§ Source passage:
How and when did you first fall in love with Woody Guthrie’s music and how long after that did you start researching the book?
Well, I’d say it’s more like ‘when did I begin to appreciate his music’ and understand the greater context of why he’s considered so important. Woody can be a difficult listen, and like many, I knew the name more than his songs. I made the connection that he wrote all these songs about the Columbia River Project and then one day, when I was supposed to be working, I was in the Grand Coulee Dam Visitor Center. They have this really cool little theater there, and while I was watching all the reels of historical films about the building of the dam, there was some female harmony version of “Roll On Columbia” that I’d never heard before. It’s not like there’s a lot there to recognize Woody’s contribution to the project. It sounded like a 1980’s recording and I still don’t really know who it was. But I was like, ‘oh, that’s a new version.’
At the time I was developing these theme shows on KEXP, where I take one song and play the many versions of the same song. Usually traditional songs. It makes you appreciate the song and learn about it and see the evolution of it. So I started doing that with “Roll On Columbia” and then I realized there was a whole song cycle that Woody Guthrie wrote about his experience being employed by the Bonneville Power Administration (BPA). Given this context, I understood and appreciated the songs much more. The same is true for his Dust Bowl Ballads. I became a fan like everyone else who seeks it out.
I started doing research for a special three-hour radio show, in which I interviewed some of the people with first-hand experiences with the story, including Michael Madjic (University of Oregon) who produced a video documentary on the whole thing. I aired different versions of this radio show over the years, and it landed on the ears of Sasquatch Books who offered me a deal to write a book. I started writing it in 2014.
The book sets the stage pretty early on for this collaboration between Woody and the BPA. And for unlikely as that pairing was, the stories leading up to it illustrate why it wasn’t quite as crazy as it sounds. Where do you begin to research for a book like this, which is part biographical and part historical documentation?
Well, I go from knowing that there’s this song cycle (which is on an album called The Columbia River Songs) to finding Madjic’s documentary and then producing the radio special. And then from there, after the book deal, I filled in the details with independent research with lots of help from people like Jeff Place from Smithsonian Folkways, The Woody Guthrie Archives in Tulsa and the BPA archives in Portland. Libby Burke was a godsend there.

§ Set task 1:
Answer these from the Woody Guthrie interview:
(a) In what building was the interviewee watching historical films when a female harmony version of "Roll On Columbia" played?
(b) Which publisher offered the book deal?
(c) In what year did the interviewee start writing the book?
§ Set task 2:
Write the next part of the Woody Guthrie interview, starting after its final sentence.

§ Listed entries:
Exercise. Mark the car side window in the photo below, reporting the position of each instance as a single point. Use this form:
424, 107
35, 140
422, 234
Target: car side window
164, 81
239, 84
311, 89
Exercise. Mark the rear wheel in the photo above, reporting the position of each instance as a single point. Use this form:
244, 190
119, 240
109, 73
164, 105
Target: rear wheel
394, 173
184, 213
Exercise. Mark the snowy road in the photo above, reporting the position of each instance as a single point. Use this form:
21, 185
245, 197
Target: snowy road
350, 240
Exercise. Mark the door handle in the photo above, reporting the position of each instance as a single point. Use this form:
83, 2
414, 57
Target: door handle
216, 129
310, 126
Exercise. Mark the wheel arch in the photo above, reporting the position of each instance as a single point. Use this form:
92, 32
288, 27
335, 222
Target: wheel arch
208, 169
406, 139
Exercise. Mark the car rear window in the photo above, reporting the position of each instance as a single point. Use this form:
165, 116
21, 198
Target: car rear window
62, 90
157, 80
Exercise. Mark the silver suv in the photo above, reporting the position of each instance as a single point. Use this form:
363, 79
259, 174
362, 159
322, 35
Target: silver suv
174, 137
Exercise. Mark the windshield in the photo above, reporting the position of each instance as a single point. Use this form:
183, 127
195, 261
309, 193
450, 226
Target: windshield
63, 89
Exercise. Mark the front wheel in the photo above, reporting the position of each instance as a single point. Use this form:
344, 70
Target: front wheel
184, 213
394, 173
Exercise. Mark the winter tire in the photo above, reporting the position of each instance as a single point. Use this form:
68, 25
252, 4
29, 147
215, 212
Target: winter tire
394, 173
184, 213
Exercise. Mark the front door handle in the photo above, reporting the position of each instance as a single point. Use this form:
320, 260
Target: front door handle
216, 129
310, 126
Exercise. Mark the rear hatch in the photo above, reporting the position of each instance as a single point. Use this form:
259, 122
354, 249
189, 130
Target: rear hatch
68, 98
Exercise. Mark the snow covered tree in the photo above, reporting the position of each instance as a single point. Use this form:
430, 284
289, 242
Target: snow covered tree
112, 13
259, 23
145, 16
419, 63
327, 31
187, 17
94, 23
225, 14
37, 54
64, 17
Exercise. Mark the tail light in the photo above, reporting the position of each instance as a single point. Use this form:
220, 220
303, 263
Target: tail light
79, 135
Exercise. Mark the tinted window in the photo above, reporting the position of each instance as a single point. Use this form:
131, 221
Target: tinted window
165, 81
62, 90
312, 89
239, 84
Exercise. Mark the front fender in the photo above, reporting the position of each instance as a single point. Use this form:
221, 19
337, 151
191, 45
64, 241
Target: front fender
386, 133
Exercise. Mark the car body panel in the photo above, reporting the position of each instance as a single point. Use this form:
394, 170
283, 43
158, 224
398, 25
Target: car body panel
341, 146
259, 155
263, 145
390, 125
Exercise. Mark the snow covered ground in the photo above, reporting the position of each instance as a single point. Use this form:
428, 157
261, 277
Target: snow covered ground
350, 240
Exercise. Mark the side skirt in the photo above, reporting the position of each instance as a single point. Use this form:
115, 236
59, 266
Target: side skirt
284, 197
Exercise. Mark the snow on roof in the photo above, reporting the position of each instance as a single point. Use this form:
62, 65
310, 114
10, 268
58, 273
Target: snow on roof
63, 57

§ Final result 1:
(a) The Grand Coulee Dam Visitor Center
(b) Sasquatch Books
(c) 2014

§ Final result 2:
And so through all that I picked up on the amazing story and soon realized that not much had been written about it before. At all. The two main Guthrie biographies, surprisingly, only provide a scant half dozen pages or so to the BPA story. And most people who live in this state, and in Oregon, are unaware that this happened at all, or that Woody Guthrie has an imprint here where he actually wrote songs about us, about where we live here in the Northwest. And that “Pastures of Plenty” is literally about the Columbia River Basin and a big utopian vision to solve the Dust Bowl crisis and bring electricity to rural farmers.
It’s very exciting to find out that these songs are about us and where we live. It’s like going to a museum, and you’re like ‘Oh, I can see my house in that Rembrandt.’ It’s kind of mind blowing.
The idea of writing 26 songs in 30 days is impressive on just about any level. But the fact that some of those songs ended up living on, like “Pastures of Plenty”, as icons of folk music - I think is pretty incredible.
Although Woody was known, as were most folk musicians of the time, to borrow or straight up repurpose melodies for his new songs. Talk a little bit about Woody from a songwriting standpoint.
Woody’s process as a traditional folksinger is fairly typical. And like most folksingers, he sang the old songs. And this is something that I think is lost on a lot of modern listeners, because it’s certainly an old fashioned concept. But it’s really what folk music is all about, which is not necessarily writing new songs the way the Beatles wrote The White Album. It’s more like, there are these old songs that people have always sang to each other for generations, learning from each other and from song books well before the advent of recording technology. The songs passed from person to person in what has become known as the ‘oral tradition’ where people learn songs from people actually singing the songs.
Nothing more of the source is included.